» **What this task involves**
Copy each line of the material in which the word "coordinates" appears.

» **Extracted entries**

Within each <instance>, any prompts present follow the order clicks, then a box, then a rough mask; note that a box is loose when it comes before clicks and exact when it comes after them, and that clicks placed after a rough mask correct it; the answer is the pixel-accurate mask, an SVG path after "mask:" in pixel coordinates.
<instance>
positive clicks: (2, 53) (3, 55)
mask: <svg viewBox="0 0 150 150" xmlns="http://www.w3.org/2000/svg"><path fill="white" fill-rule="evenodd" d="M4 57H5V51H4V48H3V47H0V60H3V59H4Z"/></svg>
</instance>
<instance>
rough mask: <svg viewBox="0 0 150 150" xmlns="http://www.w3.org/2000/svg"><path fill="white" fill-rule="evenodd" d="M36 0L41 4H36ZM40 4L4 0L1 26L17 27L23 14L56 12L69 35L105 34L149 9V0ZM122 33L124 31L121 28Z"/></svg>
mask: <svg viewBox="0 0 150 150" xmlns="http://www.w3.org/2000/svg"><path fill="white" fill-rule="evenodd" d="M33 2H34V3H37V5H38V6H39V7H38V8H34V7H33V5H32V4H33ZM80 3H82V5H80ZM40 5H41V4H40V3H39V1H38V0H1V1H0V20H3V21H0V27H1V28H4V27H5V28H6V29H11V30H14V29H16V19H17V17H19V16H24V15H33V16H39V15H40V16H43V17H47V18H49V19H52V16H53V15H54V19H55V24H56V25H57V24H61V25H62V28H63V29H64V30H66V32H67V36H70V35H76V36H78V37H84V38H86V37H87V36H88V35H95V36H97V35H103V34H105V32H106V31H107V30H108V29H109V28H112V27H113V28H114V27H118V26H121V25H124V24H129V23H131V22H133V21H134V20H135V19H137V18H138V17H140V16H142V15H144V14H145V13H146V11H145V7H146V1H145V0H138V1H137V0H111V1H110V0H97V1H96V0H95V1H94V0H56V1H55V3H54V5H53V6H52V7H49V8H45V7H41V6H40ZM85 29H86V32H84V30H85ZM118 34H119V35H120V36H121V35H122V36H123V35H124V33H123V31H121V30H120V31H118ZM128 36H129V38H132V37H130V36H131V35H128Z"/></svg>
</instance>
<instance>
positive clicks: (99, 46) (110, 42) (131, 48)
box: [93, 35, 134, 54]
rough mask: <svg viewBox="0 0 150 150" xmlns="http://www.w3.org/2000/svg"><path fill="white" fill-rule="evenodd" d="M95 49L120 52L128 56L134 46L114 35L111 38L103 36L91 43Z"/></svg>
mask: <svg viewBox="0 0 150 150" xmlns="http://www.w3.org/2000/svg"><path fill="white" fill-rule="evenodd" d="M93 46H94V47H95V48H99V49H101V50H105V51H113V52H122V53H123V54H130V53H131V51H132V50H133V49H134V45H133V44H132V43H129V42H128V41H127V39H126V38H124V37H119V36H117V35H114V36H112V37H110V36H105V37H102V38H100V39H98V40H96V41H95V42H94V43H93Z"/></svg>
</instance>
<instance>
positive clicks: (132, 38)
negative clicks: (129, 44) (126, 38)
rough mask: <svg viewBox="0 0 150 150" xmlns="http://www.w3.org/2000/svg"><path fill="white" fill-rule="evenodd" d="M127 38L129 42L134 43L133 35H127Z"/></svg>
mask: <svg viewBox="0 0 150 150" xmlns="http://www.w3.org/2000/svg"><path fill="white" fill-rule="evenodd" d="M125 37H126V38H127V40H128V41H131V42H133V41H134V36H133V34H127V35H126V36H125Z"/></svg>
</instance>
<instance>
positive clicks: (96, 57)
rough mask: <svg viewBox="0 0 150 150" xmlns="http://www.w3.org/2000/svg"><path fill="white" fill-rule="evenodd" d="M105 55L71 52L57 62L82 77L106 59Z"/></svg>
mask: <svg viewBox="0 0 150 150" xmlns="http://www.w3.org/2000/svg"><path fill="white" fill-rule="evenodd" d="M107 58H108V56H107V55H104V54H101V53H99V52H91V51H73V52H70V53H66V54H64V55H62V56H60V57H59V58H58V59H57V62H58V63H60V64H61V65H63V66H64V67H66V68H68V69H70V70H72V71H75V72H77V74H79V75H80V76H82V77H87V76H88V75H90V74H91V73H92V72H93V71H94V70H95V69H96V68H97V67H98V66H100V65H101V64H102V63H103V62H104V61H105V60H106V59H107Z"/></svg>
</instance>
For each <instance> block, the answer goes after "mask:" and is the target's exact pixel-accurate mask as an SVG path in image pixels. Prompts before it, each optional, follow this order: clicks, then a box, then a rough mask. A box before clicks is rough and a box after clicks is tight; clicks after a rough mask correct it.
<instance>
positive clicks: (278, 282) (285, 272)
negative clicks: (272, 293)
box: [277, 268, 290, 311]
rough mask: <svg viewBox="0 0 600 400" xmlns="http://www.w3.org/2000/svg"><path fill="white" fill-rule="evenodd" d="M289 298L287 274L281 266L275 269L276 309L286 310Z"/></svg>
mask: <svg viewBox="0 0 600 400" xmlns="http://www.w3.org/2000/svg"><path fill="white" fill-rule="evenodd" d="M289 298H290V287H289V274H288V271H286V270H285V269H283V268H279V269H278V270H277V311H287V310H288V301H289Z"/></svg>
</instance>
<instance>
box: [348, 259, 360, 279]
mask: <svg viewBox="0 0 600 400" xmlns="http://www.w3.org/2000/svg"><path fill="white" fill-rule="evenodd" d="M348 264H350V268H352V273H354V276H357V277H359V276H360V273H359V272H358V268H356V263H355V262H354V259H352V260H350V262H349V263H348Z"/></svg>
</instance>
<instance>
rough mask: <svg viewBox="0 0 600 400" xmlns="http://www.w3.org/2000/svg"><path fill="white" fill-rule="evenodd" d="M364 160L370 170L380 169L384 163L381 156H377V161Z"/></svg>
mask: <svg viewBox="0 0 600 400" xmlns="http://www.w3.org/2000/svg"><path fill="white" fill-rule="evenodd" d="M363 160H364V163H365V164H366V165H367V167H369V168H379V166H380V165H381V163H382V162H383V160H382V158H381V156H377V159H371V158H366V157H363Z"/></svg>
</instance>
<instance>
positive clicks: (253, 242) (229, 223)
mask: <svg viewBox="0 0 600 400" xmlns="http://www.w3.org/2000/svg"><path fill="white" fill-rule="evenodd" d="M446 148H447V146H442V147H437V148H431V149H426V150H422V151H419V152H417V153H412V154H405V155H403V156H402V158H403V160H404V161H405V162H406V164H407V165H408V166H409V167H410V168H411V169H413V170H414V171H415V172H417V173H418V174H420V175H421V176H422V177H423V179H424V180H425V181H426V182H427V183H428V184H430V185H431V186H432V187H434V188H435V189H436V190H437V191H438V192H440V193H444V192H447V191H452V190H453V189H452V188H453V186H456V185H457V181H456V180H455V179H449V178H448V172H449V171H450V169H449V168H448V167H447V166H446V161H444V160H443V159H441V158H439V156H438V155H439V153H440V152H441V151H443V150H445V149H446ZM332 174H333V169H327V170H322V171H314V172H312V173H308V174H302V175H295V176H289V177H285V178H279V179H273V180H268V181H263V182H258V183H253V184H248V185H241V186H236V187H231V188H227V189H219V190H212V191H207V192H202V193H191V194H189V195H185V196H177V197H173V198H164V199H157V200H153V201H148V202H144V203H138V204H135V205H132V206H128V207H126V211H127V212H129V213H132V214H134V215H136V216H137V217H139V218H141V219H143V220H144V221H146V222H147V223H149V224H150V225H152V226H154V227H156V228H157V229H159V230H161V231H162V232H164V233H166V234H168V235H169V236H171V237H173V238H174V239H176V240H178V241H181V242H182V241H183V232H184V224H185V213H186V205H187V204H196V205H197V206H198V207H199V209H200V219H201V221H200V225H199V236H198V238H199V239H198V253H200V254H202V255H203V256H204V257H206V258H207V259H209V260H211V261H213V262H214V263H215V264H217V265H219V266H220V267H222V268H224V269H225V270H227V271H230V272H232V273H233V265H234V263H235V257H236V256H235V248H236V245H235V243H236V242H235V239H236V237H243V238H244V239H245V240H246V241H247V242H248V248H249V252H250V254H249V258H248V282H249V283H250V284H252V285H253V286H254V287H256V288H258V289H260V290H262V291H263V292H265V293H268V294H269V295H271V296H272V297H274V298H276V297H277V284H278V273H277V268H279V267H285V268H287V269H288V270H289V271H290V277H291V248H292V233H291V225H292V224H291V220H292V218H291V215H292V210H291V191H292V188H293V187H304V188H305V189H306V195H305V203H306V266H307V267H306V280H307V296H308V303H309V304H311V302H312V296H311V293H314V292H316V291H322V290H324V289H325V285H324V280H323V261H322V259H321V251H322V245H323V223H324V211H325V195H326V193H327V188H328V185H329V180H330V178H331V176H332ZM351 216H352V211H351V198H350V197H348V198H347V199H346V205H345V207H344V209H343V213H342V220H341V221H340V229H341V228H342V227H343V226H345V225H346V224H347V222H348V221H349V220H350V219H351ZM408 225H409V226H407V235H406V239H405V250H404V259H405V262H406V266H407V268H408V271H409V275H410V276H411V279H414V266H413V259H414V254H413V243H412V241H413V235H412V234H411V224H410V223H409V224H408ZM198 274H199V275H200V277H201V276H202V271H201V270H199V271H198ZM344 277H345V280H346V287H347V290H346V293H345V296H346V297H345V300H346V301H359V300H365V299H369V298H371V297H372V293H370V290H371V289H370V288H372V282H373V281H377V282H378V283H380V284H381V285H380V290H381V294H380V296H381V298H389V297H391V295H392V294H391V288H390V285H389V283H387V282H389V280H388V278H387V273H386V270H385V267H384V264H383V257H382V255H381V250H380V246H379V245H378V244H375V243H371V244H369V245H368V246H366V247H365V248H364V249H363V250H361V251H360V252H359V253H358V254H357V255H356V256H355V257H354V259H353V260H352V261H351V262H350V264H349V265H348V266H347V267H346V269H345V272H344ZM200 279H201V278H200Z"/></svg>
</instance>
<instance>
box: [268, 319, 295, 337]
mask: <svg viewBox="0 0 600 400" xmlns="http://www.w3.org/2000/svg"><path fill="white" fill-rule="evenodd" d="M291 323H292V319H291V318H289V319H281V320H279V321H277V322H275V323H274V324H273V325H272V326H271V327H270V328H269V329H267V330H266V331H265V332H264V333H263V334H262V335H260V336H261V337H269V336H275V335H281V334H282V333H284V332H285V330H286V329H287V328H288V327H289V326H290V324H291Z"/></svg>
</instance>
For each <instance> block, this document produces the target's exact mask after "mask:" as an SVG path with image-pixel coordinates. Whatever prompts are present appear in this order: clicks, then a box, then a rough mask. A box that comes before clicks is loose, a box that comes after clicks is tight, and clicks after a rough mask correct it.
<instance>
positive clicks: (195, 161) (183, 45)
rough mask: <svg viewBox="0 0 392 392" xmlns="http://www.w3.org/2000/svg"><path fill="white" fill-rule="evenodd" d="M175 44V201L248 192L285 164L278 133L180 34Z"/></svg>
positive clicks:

» **Exercise answer**
Within each <instance>, any prompts present follow the order clicks, then a box, then a rough mask; note that a box is loose when it comes before clicks and exact when it comes after them, and that clicks placed after a rough mask correct it; the answer is the pixel-accurate mask, an SVG path after "mask:" in pixel coordinates.
For each <instance> block, this document produces the target's exact mask after "mask:" as an SVG path with image-pixel coordinates. Whatever prompts are present appear in this order: clicks, then a box, then a rough mask. A box that comes before clicks is loose, a box that comes after clicks is tight, and clicks after a rough mask correct it.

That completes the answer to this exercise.